§ Task statement: Where does the word "clicks" appear in the data? Copy every line that holds it.

§ Task data:
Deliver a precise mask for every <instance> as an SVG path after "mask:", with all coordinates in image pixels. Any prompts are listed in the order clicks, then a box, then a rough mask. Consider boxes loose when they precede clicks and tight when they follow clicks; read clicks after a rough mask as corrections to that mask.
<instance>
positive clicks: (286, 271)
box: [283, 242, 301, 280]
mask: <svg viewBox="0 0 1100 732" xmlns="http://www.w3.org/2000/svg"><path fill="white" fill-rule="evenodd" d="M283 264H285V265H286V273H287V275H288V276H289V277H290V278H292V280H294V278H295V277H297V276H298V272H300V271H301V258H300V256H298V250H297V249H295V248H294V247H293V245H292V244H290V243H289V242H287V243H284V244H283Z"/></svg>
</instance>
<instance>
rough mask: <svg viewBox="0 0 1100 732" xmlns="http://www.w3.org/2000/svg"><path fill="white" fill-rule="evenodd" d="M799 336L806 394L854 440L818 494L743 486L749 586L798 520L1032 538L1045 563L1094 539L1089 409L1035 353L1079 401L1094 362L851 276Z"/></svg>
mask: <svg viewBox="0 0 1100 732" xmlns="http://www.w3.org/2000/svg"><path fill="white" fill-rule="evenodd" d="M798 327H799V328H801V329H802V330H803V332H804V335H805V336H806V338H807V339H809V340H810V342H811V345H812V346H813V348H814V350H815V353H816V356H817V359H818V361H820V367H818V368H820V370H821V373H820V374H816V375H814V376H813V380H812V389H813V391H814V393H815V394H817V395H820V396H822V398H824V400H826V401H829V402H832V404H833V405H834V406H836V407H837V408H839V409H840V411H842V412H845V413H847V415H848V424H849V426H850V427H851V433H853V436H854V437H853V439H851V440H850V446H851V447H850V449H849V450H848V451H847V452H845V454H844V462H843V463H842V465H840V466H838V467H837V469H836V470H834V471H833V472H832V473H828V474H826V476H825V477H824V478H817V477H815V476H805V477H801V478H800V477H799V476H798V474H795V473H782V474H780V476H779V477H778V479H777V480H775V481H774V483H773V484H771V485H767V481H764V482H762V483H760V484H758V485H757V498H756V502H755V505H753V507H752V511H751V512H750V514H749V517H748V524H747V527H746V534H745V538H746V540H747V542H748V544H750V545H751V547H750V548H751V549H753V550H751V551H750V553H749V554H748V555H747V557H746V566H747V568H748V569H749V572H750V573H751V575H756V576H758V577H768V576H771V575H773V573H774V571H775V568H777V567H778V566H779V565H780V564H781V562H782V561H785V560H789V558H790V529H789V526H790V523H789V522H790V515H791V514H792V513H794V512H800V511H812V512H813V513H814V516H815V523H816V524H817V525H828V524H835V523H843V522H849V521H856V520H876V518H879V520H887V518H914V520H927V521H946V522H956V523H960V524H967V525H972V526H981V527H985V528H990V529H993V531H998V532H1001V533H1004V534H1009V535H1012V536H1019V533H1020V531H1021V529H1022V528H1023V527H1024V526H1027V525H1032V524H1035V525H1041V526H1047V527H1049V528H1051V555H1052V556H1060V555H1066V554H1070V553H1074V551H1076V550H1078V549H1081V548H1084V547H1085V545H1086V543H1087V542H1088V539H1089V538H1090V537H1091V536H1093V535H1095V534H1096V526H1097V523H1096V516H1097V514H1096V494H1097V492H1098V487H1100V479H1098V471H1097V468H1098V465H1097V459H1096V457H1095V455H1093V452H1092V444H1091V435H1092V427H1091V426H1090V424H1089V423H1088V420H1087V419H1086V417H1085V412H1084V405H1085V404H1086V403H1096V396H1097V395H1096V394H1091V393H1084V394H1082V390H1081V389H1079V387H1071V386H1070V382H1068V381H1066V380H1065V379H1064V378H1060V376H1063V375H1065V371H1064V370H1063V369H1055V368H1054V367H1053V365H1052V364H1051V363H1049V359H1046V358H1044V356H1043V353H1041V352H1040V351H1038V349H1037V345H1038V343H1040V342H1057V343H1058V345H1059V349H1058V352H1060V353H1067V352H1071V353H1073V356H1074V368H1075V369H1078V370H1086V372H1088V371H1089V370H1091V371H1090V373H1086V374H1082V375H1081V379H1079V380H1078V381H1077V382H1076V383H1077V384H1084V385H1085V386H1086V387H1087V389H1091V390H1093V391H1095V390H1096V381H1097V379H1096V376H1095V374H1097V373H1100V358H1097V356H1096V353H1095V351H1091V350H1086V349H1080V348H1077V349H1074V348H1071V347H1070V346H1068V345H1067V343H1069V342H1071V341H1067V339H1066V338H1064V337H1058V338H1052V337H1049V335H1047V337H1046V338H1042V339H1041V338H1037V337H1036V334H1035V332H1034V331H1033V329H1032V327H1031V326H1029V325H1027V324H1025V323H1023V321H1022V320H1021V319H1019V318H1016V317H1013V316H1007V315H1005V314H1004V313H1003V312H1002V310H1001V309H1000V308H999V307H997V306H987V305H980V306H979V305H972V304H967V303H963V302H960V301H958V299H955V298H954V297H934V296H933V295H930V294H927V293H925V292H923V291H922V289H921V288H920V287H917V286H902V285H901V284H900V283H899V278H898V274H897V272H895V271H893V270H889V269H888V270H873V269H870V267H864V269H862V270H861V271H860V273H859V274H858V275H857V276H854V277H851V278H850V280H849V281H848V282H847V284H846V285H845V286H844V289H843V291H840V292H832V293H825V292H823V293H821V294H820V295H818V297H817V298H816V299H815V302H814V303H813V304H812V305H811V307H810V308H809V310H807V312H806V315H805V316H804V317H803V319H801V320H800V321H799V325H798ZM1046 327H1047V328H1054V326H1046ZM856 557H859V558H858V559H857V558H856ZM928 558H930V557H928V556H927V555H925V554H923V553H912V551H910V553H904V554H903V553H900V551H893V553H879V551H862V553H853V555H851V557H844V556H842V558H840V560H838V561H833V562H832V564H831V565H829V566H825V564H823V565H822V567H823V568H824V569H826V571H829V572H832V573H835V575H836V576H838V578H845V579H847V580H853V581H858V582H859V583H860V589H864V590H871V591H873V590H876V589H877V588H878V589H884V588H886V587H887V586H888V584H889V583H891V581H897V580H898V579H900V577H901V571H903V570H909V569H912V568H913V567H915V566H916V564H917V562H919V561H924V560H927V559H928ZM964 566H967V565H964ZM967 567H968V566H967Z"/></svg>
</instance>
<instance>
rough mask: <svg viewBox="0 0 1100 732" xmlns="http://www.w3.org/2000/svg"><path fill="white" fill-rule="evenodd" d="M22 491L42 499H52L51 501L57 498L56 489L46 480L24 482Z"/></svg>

§ Answer to this exercise:
Deliver a precise mask for every <instance> as an SVG path after "mask:", with all coordinates in image pixels. Any prompts are listed in the order clicks, then a box, then a rough mask. Consider boxes loose when they precede clicks and tight when they follow clicks; read clicks after a rough mask as corrections to that mask.
positive clicks: (286, 271)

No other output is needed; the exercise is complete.